SUPPLIED TEXT —

News

Americans' Support For Gun Control Rises

by Melanie Schmitz

This year has been a deadly year for gun violence, with not for profit analysis group Gun Violence Archive reporting at least 8,512 deaths nationally in 2015 — twice as high as the number of Americans killed by terrorism on home soil since 1970. With mass shootings becoming the norm and unflinching legislators taking turns waving off the crisis, gun lobbyists and the NRA seem more determined than ever to steer the conversation away from addressing the problem. Fortunately, the public isn't buying it: A new Gallup survey released on Monday showed that more Americans today support gun control than in 2014 — tragedy, it seems, is taking its toll.

According to the new survey, in the past 12 months, the number of people who support stricter gun safety measures has jumped six points from 49 percent to 55 percent. The number of those who said they believe gun laws should remain as they currently are also dropped a few percentage points. Interestingly, despite the picture painted by lobbyists and right wing politicians, the number of those who support less strict gun laws has also dropped by a couple percentage points.

Of course, year-to-year change in gun control favorability numbers isn't exactly new, but the sudden collaborative trend between all three categories — those who support gun control, those who feel it's already effective, and those who favor less gun control — has started people talking. So what's behind the shift?

David McNew/Getty Images News/Getty Images

"In the wake of the Sandy Hook school shootings in Newtown, Connecticut, in December 2012 [...] 58 percent of Americans said they were in favor of stricter laws on gun sales," Gallup wrote on Monday, explaining that while that percentage decreased slightly in the months following the tragedy, as media coverage began to wane, it never did dip back to the pre-Sandy Hook numbers. This past week, the stats saw another similar jump, following the mass shooting at Umpqua Community College. "The latest increase, from the Gallup Crime poll conducted October 7-11, came in the days after the most recent high-profile mass shooting, at a community college in Oregon." Gallup added that the numbers reflected Americans' views on gun sales only.

Even more interesting than the rise in support for increased gun control — which statisticians indicated could partly be the result of a shift in partisan demographics (i.e. more Americans leaning Democratic or Independent) — was the increase among gun owners themselves. From 2014 to 2015, the number of gun owners who favored stricter gun laws jumped from 30 percent to 36 percent, and as The Washington Post found in a recent report, those gun owners are disappointed that their voices aren't being taken into consideration in all the heated anti-gun/pro-gun debate.

Justin Sullivan/Getty Images News/Getty Images

"There's this perception that people are neatly divided into folks who want an M1A1 Abrams battle tank to drive to work and those who want to melt every last gun and bullet into doorstops," Milwaukee-based science fiction author and gun owner Patrick Tomlinson told the Post earlier this month. "There seems to be no middle there, but I know there is. I'm in it."

Compounding the tarnished image of the rifle-toting NRA loyalist are startling numbers compiled by the Post's Wonkblog, which last week published a graph charting the number of toddler shootings in the United States since the start of 2015. According to the report, 43 children of toddler age have either been killed by or involved in accidental gun violence this year alone. Of those 43, Wonkblog explained, 13 "inadvertently" shot themselves, 18 were injured when a firearm they were handling went off, 10 injured other people, and two accidentally killed other people.

Named object pointing lines
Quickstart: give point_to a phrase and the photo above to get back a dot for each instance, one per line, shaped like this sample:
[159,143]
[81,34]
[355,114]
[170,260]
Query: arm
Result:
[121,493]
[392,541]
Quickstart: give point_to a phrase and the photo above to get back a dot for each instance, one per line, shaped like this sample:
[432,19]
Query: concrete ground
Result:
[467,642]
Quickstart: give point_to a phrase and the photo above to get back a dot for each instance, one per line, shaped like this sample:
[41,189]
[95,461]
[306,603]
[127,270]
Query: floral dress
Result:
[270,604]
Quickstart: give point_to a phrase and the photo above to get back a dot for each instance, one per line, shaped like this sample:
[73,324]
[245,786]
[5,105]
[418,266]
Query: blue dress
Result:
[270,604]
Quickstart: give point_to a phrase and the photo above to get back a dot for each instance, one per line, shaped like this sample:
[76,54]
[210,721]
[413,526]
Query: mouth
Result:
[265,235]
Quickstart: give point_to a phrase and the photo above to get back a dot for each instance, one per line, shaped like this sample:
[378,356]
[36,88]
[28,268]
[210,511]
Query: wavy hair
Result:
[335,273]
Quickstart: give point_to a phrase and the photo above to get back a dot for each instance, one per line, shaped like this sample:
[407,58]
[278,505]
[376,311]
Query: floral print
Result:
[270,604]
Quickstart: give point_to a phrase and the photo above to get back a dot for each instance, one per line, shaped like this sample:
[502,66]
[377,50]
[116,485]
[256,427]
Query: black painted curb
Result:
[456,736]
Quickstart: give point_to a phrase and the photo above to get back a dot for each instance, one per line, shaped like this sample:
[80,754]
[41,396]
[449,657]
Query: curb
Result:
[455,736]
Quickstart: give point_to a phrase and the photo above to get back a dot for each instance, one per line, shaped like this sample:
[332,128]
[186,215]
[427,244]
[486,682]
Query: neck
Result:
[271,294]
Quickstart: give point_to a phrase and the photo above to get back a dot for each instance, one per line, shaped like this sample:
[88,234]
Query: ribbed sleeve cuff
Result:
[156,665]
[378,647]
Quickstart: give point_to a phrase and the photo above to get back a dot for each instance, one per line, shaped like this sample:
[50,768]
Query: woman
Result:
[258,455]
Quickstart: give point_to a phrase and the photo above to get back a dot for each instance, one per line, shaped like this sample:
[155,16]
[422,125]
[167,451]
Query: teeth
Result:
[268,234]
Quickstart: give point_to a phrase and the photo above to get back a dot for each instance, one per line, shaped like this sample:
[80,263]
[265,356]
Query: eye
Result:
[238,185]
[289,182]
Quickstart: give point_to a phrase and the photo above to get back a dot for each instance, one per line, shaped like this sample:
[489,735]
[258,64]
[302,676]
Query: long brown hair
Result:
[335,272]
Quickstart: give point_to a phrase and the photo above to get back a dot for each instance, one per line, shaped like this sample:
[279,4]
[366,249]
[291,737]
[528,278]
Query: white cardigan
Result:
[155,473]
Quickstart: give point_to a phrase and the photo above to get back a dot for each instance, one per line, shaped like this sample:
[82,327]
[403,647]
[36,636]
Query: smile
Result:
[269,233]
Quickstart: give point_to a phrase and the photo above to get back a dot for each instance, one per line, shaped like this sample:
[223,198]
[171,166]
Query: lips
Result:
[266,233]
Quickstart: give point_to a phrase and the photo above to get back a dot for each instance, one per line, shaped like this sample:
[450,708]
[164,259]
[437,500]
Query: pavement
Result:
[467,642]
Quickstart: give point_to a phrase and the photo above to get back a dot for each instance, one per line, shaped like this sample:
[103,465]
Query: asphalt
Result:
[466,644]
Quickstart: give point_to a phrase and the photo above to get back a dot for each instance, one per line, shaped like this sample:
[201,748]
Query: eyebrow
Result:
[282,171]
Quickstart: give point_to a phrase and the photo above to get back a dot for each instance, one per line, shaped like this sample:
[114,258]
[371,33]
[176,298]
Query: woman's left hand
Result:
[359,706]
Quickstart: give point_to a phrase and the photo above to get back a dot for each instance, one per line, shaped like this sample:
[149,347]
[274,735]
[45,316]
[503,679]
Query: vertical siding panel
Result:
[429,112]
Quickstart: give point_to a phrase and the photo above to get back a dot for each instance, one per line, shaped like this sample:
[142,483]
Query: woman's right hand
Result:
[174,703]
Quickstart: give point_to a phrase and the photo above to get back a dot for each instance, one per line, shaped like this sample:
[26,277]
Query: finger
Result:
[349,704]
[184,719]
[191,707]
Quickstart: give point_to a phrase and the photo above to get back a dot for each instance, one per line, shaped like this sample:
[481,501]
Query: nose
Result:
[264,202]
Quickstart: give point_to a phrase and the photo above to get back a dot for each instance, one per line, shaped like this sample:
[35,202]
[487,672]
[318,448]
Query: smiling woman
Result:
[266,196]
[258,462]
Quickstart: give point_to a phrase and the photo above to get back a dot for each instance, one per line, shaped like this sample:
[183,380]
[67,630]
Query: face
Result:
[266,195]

EXERCISE REQUIREMENTS —
In the gun control article, by how much did support for stricter gun safety measures change over the past 12 months, according to the new Gallup survey? Answer from the gun control article alone.

CORRECT RESPONSE —
It rose six points, from 49 percent to 55 percent.